*EXERCISE REQUIREMENTS:*
Copy out the full data exactly as given; pictures should not be included.

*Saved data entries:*
_____
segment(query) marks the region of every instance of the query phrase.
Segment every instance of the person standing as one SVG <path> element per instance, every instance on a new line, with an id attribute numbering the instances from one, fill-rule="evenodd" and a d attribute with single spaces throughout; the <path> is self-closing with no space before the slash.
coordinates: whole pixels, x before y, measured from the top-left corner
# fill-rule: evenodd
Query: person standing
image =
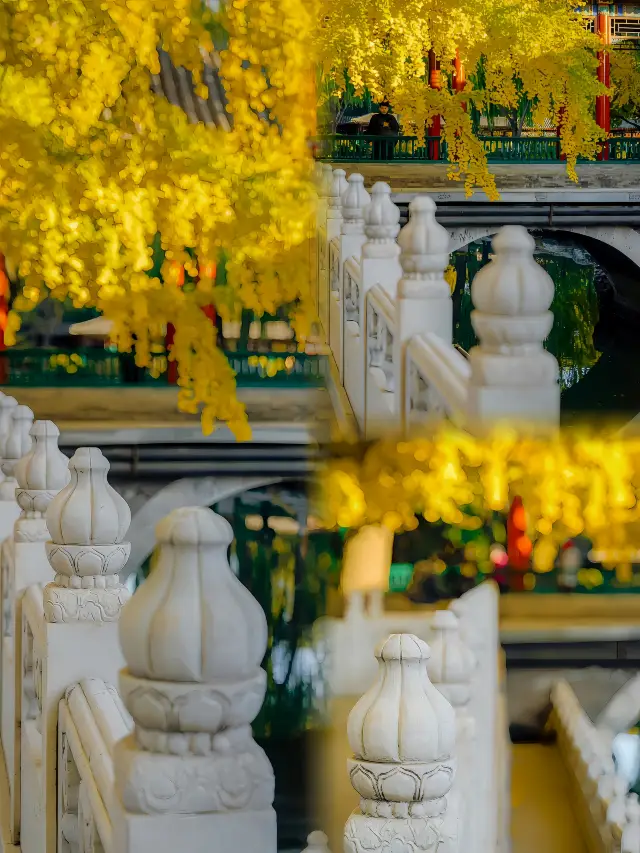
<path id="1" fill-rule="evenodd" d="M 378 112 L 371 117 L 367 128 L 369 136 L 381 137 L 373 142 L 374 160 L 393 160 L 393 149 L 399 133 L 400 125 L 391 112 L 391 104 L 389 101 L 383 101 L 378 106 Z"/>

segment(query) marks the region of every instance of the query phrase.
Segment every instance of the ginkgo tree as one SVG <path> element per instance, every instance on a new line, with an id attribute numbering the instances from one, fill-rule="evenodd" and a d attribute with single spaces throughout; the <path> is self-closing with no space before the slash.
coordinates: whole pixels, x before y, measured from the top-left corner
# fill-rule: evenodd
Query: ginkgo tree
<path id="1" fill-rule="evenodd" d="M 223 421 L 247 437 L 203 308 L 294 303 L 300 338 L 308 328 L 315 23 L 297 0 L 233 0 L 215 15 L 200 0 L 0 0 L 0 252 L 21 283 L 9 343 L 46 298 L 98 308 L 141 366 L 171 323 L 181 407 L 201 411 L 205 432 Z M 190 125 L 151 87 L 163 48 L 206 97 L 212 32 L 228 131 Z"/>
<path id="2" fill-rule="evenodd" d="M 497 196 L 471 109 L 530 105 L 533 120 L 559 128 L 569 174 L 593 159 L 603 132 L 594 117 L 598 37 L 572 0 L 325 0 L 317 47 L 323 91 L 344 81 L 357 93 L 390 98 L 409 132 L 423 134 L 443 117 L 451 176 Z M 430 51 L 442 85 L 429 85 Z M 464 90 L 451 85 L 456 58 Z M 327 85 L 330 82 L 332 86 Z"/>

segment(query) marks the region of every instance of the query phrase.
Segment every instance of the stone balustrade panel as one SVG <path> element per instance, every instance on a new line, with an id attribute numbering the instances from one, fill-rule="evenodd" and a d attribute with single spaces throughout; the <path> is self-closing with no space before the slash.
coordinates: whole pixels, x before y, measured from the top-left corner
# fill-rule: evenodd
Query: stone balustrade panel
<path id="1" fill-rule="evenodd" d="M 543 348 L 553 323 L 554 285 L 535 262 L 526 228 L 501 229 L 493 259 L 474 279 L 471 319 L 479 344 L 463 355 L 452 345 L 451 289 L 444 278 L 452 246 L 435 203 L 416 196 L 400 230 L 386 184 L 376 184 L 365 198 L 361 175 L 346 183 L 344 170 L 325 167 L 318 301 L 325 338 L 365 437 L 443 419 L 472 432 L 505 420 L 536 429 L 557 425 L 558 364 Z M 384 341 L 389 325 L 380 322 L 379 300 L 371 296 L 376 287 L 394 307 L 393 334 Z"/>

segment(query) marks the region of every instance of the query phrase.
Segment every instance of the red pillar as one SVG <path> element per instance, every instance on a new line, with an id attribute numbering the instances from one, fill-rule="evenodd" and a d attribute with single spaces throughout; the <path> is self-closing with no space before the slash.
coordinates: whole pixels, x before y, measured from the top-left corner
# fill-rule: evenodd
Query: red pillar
_____
*ANSWER BELOW:*
segment(query) marks the region of every instance of the query phrase.
Segment every instance of the person standing as one SVG <path> element per instance, every instance on a new line, with an id attribute numbering the instances from one, fill-rule="evenodd" and a d attribute with single spaces throughout; the <path> is self-closing with no space before the slash.
coordinates: whole pixels, x before y, measured from the top-left corner
# fill-rule: evenodd
Query: person standing
image =
<path id="1" fill-rule="evenodd" d="M 378 112 L 371 117 L 367 128 L 369 136 L 381 137 L 373 142 L 374 160 L 393 160 L 393 149 L 399 133 L 400 125 L 391 112 L 391 104 L 389 101 L 383 101 L 378 106 Z"/>

segment(query) marks the region of every instance of the query phrase.
Segment every instance of the ginkgo tree as one SVG <path> element per instance, every instance on a new line, with an id attribute numbering the instances from one, fill-rule="evenodd" and a d attribute with single spaces throughout; the <path> is self-closing with no space before the slash.
coordinates: whole pixels, x before y, measured from the top-left corner
# fill-rule: evenodd
Query: ginkgo tree
<path id="1" fill-rule="evenodd" d="M 223 421 L 247 437 L 203 308 L 294 303 L 300 338 L 308 328 L 315 23 L 297 0 L 233 0 L 215 15 L 200 0 L 0 0 L 0 252 L 21 283 L 9 343 L 46 298 L 98 308 L 141 366 L 171 323 L 181 407 L 201 411 L 205 432 Z M 190 125 L 151 87 L 163 48 L 206 97 L 212 32 L 228 131 Z"/>
<path id="2" fill-rule="evenodd" d="M 497 196 L 471 109 L 530 105 L 533 120 L 559 128 L 569 174 L 593 159 L 603 132 L 594 117 L 598 37 L 572 0 L 325 0 L 317 47 L 323 91 L 344 81 L 357 93 L 390 98 L 409 132 L 423 134 L 443 117 L 451 176 Z M 430 51 L 442 85 L 429 85 Z M 464 90 L 451 85 L 456 58 Z M 327 85 L 330 82 L 332 86 Z"/>

segment(query) marks the region of every instance of the query phrase.
Segment every instance of the stone balustrade panel as one SVG <path> element per instance, every instance on a new line, with an id attribute numbering the instances from one, fill-rule="evenodd" and a d attribute with single spaces throughout; the <path> is self-closing with no space before the slash.
coordinates: whole pixels, x before y, measured from the top-left corner
# fill-rule: evenodd
Query: stone balustrade panel
<path id="1" fill-rule="evenodd" d="M 543 348 L 553 323 L 554 285 L 535 262 L 526 228 L 501 229 L 493 259 L 474 279 L 471 319 L 479 344 L 463 355 L 452 345 L 451 289 L 444 278 L 452 246 L 435 203 L 416 196 L 400 230 L 386 184 L 376 184 L 365 198 L 361 175 L 346 183 L 344 170 L 325 167 L 318 301 L 325 338 L 365 437 L 443 419 L 472 432 L 505 420 L 536 429 L 557 425 L 558 364 Z M 384 341 L 389 325 L 380 322 L 379 300 L 371 296 L 376 287 L 394 307 L 393 334 Z"/>

segment(query) marks the region of every instance of the query phrase.
Segment every instance of the red pillar as one SVG <path> element per instance, every instance on a new line, with an id attribute numbering the instances from one, fill-rule="evenodd" and a d attribute with single spaces throughout; the <path> is self-closing with no space before the slash.
coordinates: whole pixels, x before y, measured from the top-left corner
# fill-rule: evenodd
Query: red pillar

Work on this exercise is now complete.